### WHAT TO WORK ON
In the "Good News/Bad News" text below, explain why the writers call the 34,000-acre land donation good news.

### SELECTED EXCERPT
*****

Good News/Bad News October 10, 2002
Finally! Some Good News! Our foes have retreated, taken three, maybe four steps back, and the light shines brightly on us! Let's enjoy it while we can, why not?
Striking a killing blow for clearheadedness, Los Angeles of all places has firmly rejected a plan to take water from the Colorado River (which, thanks to long-lasting drought conditions, doesn't run too deep these days to begin with) and store it in the desert! The CEO of the private company that was scheduled to profit from, er, take charge of the project, pouted and whined about the decision, but those are just the breaks, Mr. Forces-of-Evil.
Florida may not be able to run an election to save its skin, but its enviro-cred is on the rise: some Florida cops are going to drive hybrid patrol cars. The manager of Marion County's vehicle fleet is named Wyatt Earp, too.
More folks are choosing sides in the GM food battle: Brazil's left-wing presidential front-runner, Luiz Inacio Lula da Silva, has placed a "GM-Free Brazil" agenda on his platform. Brazil is currently GM-free, but facing pressure from Monsanto and other biotech companies to change its ways.
Meanwhile, Swiss farmers and environmentalists are fighting for a GM-food ban after the Swiss parliament turned down a five-year moratorium on biotech crops.
Will you permit us to be snarky for a moment? Thanks. After a land donation from the Richard King Mellon foundation, there are now 34,000 more acres of the ANWR to drill for oil in. Seriously though: that's good news. We're going to need that land once global warming turns the rest of the planet into a disease-infested desert.

*****

### GIVEN DATA
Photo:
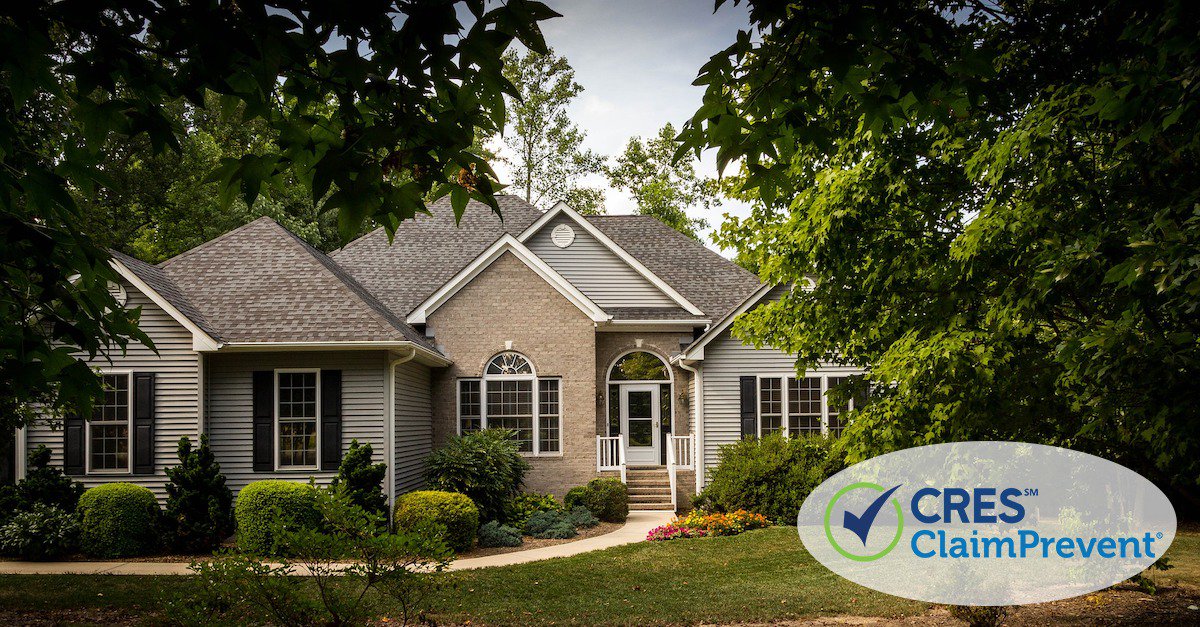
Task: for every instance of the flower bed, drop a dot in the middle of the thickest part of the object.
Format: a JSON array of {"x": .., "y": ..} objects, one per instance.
[{"x": 697, "y": 525}]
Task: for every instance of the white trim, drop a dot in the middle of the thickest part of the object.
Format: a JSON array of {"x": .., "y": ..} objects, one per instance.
[
  {"x": 275, "y": 413},
  {"x": 507, "y": 243},
  {"x": 696, "y": 350},
  {"x": 87, "y": 430},
  {"x": 429, "y": 357},
  {"x": 564, "y": 209},
  {"x": 201, "y": 340}
]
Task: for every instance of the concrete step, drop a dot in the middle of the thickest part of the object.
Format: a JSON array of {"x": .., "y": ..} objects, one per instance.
[{"x": 665, "y": 506}]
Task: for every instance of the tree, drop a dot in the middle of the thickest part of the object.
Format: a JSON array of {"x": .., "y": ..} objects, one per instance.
[
  {"x": 661, "y": 185},
  {"x": 997, "y": 203},
  {"x": 547, "y": 150},
  {"x": 375, "y": 105}
]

*****

### TASK OUTPUT
The writers say outright that they are being snarky. They call the donation good news because that land will be needed once global warming turns the rest of the planet into a disease-infested desert.